Restate the records below word for word, leaving nothing out.

> Exercise input:
—————

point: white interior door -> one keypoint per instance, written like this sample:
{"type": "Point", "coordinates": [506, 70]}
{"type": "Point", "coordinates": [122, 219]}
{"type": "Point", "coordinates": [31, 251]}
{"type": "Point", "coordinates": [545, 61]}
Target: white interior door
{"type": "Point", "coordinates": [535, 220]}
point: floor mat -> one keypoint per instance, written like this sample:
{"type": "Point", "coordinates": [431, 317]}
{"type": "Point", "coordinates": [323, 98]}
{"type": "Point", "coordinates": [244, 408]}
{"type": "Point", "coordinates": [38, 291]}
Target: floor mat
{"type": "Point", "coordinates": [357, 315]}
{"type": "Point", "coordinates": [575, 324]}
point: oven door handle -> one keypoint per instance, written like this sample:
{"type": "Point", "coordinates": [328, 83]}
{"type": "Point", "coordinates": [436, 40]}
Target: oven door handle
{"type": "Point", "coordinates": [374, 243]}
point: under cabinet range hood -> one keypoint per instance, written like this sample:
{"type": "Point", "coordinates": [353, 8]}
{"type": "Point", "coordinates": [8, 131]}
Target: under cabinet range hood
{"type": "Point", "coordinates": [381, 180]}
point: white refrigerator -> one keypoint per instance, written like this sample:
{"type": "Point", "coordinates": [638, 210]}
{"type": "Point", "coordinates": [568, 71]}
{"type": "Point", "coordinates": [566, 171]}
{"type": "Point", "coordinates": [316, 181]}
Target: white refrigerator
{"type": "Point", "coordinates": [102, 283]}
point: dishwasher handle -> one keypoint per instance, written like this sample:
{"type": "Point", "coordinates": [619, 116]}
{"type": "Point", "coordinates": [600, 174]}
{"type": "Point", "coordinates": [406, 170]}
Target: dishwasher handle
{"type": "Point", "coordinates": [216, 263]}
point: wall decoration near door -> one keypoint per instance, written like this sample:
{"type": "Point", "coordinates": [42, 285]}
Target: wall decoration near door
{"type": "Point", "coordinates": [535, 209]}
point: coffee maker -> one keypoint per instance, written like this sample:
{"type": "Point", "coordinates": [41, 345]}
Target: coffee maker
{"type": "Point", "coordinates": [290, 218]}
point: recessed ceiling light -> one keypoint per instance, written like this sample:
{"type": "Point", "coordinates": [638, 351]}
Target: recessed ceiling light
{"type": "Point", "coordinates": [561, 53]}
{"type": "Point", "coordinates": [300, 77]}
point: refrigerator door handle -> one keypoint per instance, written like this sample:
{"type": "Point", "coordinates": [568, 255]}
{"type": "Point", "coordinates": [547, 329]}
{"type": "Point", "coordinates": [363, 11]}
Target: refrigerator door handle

—————

> Answer to this problem:
point: white interior door -> one keypoint per instance, written like this sample:
{"type": "Point", "coordinates": [506, 70]}
{"type": "Point", "coordinates": [122, 219]}
{"type": "Point", "coordinates": [31, 251]}
{"type": "Point", "coordinates": [545, 61]}
Target: white interior door
{"type": "Point", "coordinates": [535, 220]}
point: floor mat -> one keypoint per instance, written like this sample:
{"type": "Point", "coordinates": [431, 317]}
{"type": "Point", "coordinates": [323, 98]}
{"type": "Point", "coordinates": [244, 408]}
{"type": "Point", "coordinates": [38, 291]}
Target: floor mat
{"type": "Point", "coordinates": [357, 315]}
{"type": "Point", "coordinates": [575, 324]}
point: oven door handle -> one keypoint per instance, written like this sample:
{"type": "Point", "coordinates": [328, 83]}
{"type": "Point", "coordinates": [436, 40]}
Target: oven door handle
{"type": "Point", "coordinates": [374, 243]}
point: under cabinet range hood -> one keypoint per instance, written like this sample:
{"type": "Point", "coordinates": [353, 8]}
{"type": "Point", "coordinates": [8, 131]}
Target: under cabinet range hood
{"type": "Point", "coordinates": [381, 180]}
point: white refrigerator -> one keypoint per instance, written like this sample:
{"type": "Point", "coordinates": [638, 210]}
{"type": "Point", "coordinates": [568, 71]}
{"type": "Point", "coordinates": [566, 171]}
{"type": "Point", "coordinates": [316, 181]}
Target: white refrigerator
{"type": "Point", "coordinates": [102, 283]}
point: dishwasher handle -> one keypoint per instance, written like this sample:
{"type": "Point", "coordinates": [619, 116]}
{"type": "Point", "coordinates": [600, 174]}
{"type": "Point", "coordinates": [406, 170]}
Target: dishwasher handle
{"type": "Point", "coordinates": [216, 263]}
point: wall decoration near door -> one keypoint per instance, written like this sample:
{"type": "Point", "coordinates": [42, 285]}
Target: wall decoration near door
{"type": "Point", "coordinates": [535, 209]}
point: coffee maker -> one keypoint per instance, written like this sample:
{"type": "Point", "coordinates": [41, 345]}
Target: coffee maker
{"type": "Point", "coordinates": [290, 218]}
point: recessed ceiling light -> one keypoint per instance, written like this sample:
{"type": "Point", "coordinates": [638, 351]}
Target: recessed ceiling light
{"type": "Point", "coordinates": [561, 53]}
{"type": "Point", "coordinates": [300, 77]}
point: refrigerator door handle -> one keypoint per instance, written like this sample:
{"type": "Point", "coordinates": [568, 255]}
{"type": "Point", "coordinates": [547, 329]}
{"type": "Point", "coordinates": [363, 11]}
Target: refrigerator door handle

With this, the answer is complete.